*What you need to do:* Count the lines in the listing below that contain the string "find", matching case exactly, and reply with only that number.

*Entries:*
— Begin —

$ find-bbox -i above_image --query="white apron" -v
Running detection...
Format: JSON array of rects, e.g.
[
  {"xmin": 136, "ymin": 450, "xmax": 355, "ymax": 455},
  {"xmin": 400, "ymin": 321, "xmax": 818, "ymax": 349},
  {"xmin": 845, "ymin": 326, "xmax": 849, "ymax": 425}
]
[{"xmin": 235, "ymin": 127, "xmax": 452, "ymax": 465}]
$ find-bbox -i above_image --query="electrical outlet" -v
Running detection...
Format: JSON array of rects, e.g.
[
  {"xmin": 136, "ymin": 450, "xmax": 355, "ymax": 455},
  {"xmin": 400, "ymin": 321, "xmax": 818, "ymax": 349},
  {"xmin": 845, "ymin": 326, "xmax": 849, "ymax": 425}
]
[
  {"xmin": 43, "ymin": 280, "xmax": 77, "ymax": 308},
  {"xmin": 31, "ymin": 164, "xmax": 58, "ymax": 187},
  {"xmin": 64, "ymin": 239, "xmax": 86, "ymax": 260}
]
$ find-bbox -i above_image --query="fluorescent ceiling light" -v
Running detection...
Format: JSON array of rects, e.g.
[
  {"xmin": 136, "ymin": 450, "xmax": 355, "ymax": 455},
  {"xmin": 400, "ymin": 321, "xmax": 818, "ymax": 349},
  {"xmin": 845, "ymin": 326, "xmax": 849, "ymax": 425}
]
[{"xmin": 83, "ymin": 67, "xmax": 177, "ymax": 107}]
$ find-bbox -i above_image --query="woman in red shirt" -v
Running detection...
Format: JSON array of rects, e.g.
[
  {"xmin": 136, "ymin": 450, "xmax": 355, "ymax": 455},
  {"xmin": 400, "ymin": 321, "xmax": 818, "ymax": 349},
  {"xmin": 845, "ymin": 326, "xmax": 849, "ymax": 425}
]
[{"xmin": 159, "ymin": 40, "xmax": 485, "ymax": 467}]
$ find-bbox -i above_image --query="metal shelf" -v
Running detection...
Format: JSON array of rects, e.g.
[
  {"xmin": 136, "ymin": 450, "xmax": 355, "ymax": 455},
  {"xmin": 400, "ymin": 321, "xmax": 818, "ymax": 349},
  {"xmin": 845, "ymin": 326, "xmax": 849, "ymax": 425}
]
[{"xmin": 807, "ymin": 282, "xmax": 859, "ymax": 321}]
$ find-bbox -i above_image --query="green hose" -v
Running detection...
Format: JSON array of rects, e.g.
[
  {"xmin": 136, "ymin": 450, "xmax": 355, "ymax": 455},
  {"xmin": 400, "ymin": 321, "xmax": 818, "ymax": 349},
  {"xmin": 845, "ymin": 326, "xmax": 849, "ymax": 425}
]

— End —

*Reply:* 6